What to do: Quote exactly the lines spanning from the top of the data below to the line that contains "positive clicks: (190, 525) (435, 349)", including both.

##### Information provided

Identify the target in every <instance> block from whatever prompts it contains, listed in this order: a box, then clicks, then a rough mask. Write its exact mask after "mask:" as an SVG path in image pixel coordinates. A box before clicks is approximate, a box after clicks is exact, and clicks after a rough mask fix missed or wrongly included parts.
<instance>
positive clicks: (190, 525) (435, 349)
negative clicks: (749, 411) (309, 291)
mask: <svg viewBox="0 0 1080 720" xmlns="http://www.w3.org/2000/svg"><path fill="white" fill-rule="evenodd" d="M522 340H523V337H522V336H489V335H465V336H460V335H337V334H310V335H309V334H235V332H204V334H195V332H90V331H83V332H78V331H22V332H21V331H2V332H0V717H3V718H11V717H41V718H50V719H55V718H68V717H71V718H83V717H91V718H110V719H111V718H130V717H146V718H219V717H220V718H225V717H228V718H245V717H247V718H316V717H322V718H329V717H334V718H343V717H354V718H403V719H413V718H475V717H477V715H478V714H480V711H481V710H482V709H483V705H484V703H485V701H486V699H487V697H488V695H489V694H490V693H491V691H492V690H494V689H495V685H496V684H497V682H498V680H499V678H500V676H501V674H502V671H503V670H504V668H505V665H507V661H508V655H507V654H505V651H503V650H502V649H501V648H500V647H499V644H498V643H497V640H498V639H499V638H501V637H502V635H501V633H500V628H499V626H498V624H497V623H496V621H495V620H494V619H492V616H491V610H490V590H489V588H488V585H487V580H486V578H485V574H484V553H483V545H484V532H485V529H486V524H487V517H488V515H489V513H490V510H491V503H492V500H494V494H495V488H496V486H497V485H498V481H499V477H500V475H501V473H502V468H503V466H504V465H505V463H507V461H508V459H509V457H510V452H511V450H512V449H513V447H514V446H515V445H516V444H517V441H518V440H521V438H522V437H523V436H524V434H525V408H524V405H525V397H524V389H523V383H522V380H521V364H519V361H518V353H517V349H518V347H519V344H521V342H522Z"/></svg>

##########

Answer space:
Identify the target in every <instance> block from whatever prompts it contains, listed in this order: a box, then clicks, then a rough mask. Write its exact mask after "mask:" as an SVG path in image pixel coordinates. A box before clicks is approximate, a box after clicks is exact, and clicks after a rough mask fix missed or wrongly included parts.
<instance>
positive clicks: (190, 525) (435, 349)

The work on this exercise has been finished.